## Exercise data
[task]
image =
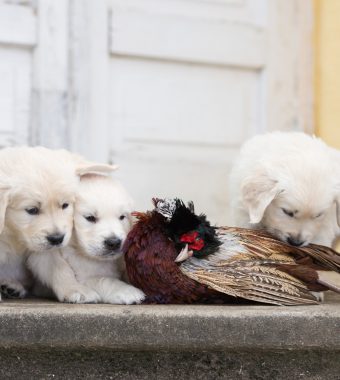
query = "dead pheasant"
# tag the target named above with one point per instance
(176, 256)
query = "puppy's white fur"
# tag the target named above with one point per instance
(88, 270)
(34, 179)
(286, 183)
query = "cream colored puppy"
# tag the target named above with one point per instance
(102, 220)
(37, 192)
(286, 183)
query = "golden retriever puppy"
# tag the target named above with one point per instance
(90, 268)
(38, 187)
(285, 182)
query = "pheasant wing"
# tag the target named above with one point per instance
(250, 278)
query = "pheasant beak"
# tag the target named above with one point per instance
(183, 255)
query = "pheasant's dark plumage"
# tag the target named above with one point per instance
(224, 264)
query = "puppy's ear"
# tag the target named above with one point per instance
(4, 198)
(257, 192)
(93, 168)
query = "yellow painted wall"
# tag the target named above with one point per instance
(327, 70)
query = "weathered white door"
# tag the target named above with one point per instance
(189, 80)
(17, 40)
(168, 89)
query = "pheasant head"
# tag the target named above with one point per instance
(192, 234)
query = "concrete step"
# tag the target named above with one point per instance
(47, 340)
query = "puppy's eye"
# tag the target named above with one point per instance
(289, 213)
(32, 210)
(91, 218)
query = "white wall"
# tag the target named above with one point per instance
(168, 89)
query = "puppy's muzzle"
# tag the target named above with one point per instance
(55, 239)
(113, 243)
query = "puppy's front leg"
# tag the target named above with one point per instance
(54, 272)
(115, 291)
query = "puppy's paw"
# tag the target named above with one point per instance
(320, 296)
(12, 290)
(79, 295)
(129, 295)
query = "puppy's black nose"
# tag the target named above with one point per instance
(295, 241)
(113, 243)
(55, 239)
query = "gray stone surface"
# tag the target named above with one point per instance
(47, 340)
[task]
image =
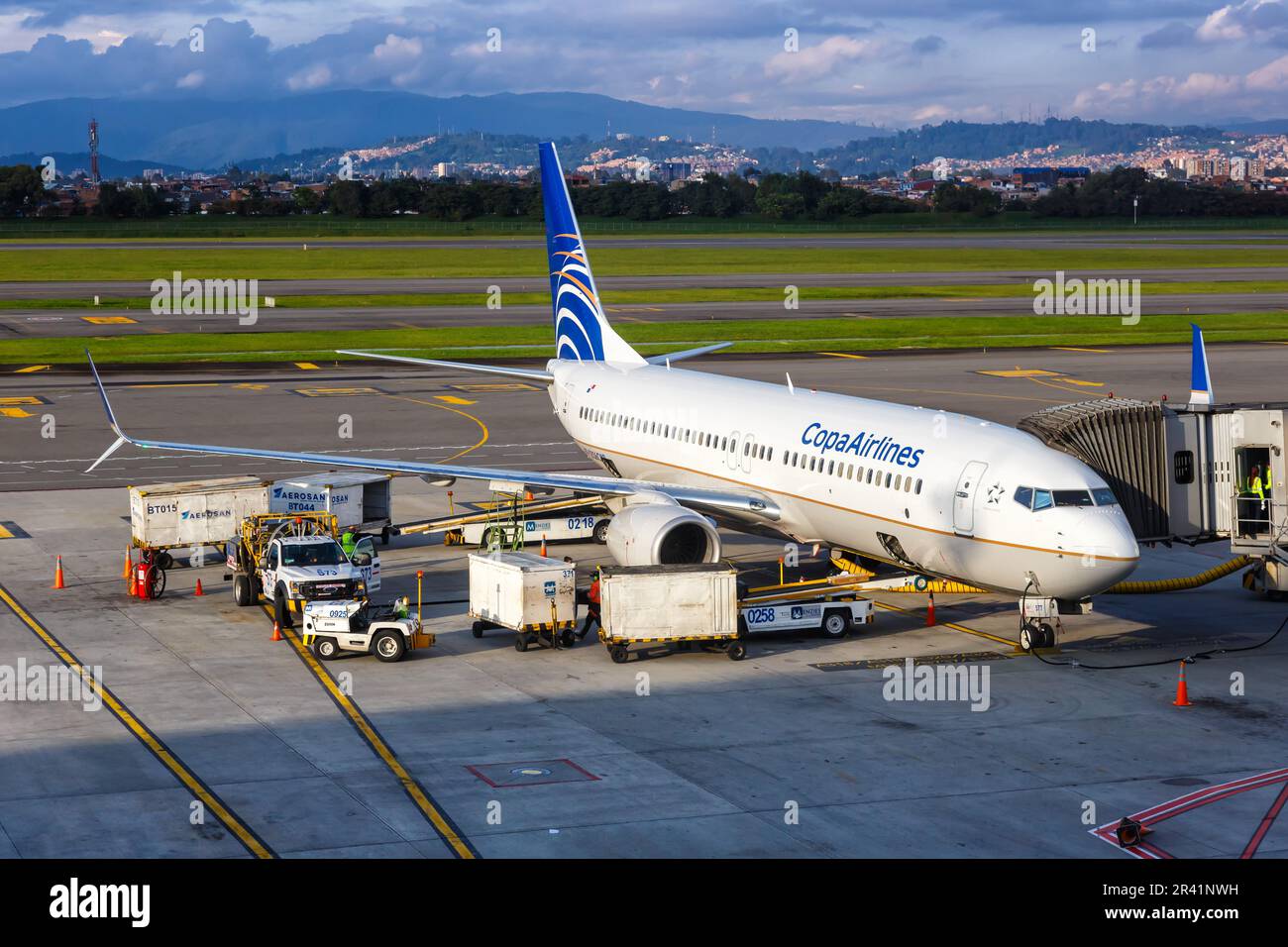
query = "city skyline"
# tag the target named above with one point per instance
(883, 63)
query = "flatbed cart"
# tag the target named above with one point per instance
(532, 595)
(670, 608)
(835, 613)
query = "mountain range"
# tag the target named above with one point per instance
(207, 134)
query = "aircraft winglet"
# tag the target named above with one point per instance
(1201, 380)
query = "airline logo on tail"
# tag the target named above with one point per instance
(581, 329)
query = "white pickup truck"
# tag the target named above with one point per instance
(307, 569)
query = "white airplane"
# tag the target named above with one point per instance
(934, 492)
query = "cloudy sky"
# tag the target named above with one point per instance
(889, 62)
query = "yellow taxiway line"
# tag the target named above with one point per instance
(442, 823)
(166, 757)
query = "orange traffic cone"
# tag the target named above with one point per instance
(1183, 693)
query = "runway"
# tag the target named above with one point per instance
(437, 414)
(86, 289)
(17, 324)
(835, 240)
(581, 761)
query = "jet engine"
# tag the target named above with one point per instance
(661, 532)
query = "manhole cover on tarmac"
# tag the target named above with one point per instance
(536, 774)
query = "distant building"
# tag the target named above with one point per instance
(1050, 176)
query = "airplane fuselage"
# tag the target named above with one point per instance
(932, 491)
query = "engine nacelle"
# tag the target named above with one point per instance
(662, 534)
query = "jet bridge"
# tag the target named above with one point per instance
(1185, 474)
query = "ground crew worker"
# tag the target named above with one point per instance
(1258, 492)
(591, 608)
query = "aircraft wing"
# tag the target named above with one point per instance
(747, 505)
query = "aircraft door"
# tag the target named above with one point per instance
(732, 458)
(748, 453)
(964, 500)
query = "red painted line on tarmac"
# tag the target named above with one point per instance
(1194, 800)
(1266, 821)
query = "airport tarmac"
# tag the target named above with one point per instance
(472, 749)
(18, 324)
(88, 289)
(425, 414)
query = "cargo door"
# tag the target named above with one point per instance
(964, 500)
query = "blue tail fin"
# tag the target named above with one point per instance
(581, 329)
(1201, 381)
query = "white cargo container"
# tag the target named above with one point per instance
(359, 500)
(193, 513)
(669, 605)
(529, 594)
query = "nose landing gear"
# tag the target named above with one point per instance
(1035, 634)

## Set exercise
Set down, word for word, only the lines running from the line with "painted line on" to the last line of the listing above. Both of those lines belong in your answer.

## Solution below
query = "red painted line on tarmac"
# tag the target named above with one point per instance
(1194, 800)
(1266, 821)
query = "airport tarmac"
# tag the target named above with one point per instance
(472, 749)
(18, 324)
(88, 289)
(425, 414)
query = "cargo door"
# tag the target named above with one point per instance
(964, 500)
query = "blue tail fin"
# tag the target named above with one point per instance
(581, 329)
(1201, 381)
query = "white cargo container"
# tag the target named above with one point per instance
(359, 500)
(193, 513)
(669, 605)
(529, 594)
query = "nose landing gear"
# tag the target named above with one point per instance
(1035, 634)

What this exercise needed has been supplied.